# [WHAT YOU WILL DO]
Copy each of the lines below word for word, with nothing added, dropped, or changed.
**********
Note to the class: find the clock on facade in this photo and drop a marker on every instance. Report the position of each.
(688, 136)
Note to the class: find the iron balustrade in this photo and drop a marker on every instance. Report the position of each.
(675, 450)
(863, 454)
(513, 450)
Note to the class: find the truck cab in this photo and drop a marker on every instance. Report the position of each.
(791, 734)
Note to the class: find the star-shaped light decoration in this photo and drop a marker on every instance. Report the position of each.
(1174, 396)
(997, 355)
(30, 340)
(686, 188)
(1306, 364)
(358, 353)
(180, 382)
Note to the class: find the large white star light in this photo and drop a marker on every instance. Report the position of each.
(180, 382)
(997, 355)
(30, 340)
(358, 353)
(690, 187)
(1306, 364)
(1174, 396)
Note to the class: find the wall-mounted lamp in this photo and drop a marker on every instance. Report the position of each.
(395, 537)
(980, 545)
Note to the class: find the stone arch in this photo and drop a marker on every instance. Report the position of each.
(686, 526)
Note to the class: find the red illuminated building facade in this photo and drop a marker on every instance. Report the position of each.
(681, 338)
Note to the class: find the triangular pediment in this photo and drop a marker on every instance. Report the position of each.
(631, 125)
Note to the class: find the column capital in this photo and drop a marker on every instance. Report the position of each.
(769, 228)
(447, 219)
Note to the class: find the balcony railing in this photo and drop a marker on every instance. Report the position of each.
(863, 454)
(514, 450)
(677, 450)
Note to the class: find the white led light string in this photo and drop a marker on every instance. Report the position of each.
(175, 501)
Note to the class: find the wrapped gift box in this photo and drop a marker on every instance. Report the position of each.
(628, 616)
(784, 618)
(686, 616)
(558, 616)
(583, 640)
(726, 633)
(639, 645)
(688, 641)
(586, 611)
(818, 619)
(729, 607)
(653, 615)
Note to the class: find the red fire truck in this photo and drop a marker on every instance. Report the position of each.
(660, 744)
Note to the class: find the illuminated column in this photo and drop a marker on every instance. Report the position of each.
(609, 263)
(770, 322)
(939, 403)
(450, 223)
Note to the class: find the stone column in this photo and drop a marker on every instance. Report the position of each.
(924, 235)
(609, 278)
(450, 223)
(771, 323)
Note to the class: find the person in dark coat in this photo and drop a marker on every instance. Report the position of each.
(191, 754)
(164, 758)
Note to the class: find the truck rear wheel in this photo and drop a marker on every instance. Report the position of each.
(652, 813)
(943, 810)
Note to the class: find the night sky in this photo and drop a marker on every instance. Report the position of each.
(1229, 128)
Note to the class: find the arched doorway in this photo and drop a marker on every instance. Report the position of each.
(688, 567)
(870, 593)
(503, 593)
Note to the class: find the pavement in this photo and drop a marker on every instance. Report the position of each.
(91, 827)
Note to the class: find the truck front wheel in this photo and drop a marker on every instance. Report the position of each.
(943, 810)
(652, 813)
**********
# [RESULT FOR THIS TASK]
Note to the class: find the clock on facade in this photo and drop a marker on every instance. Report the position of each.
(688, 136)
Note to the class: find the iron balustrade in this photo and drop a marker on every instance. Report the position of each.
(675, 450)
(863, 454)
(513, 450)
Note to the class: find the truck cab in this photo and drop a marker on every instance. Report the position of each.
(791, 734)
Note to the class: find the star-shaped light decoration in this photo and drop a marker on every instance. Report the position of each.
(1174, 396)
(997, 355)
(30, 340)
(686, 188)
(1306, 364)
(358, 353)
(180, 382)
Note to the class: find the large white star light in this photo and drop a marker on every instance. Report the position of each.
(180, 382)
(997, 355)
(30, 340)
(358, 353)
(690, 187)
(1306, 364)
(1174, 396)
Note to the class: find the wall-mounted lamp in this photo and drop a marker on every instance. Report the position of each.
(395, 537)
(980, 545)
Note to the class: find the stone arch in this photo and drop a marker on every instance. Report the position of each.
(686, 526)
Note to the class: find the red illuminated building facade in this photo and drop a marker on every instance. Report the position of each.
(681, 338)
Note to the class: find the triangular pediment in this photo and drop a marker on every instance. Report the position of each.
(631, 125)
Note to the class: find the column capital in this photo and drop a marker on every instance. Report the position of each.
(769, 228)
(447, 219)
Note to the class: find the balcony railing in this photo and drop a marker on every instance. Report the position of each.
(863, 454)
(514, 450)
(677, 450)
Note to the class: find the white led light string in this photo and drop a marker on every instance. Report the position of each.
(175, 501)
Note to the class: find the wrapped gift box in this photo and drop a marker on every instance. Report the position of each.
(628, 616)
(784, 618)
(686, 616)
(558, 616)
(583, 640)
(726, 633)
(639, 645)
(688, 641)
(586, 611)
(818, 619)
(729, 607)
(653, 615)
Note to the class: find the red fire truck in this photo and drop a marker on every instance. Report the position of each.
(660, 744)
Note to the class: find the illuminated column in this photo and drop a marker on every instance. Report the position of each.
(609, 263)
(770, 322)
(939, 403)
(450, 223)
Note to the class: find the stone column in this photo and drop a marker on every instance. Report the position of each.
(924, 235)
(609, 278)
(450, 223)
(771, 323)
Note to the class: find the person in dark coat in this photo and drop a marker on every instance. Report the position of each.
(191, 754)
(164, 758)
Note to the class: find the truck rear wheel in this photo and drop a marker on every instance. Report the position of each.
(652, 813)
(943, 810)
Note to the class: find the night sky in this photo and drop a marker on every instance. Report the position of each.
(1229, 128)
Note to the class: find the arched doorway in this photo and drop a marker on every instance. Report the position of each.
(688, 567)
(870, 593)
(503, 593)
Note to the class: find the pavement in this photo and drop a marker on every instance. Report the position of each.
(91, 827)
Note to the class: find the truck front wheel in this photo and drop a marker on every instance. Report the position of each.
(943, 810)
(652, 813)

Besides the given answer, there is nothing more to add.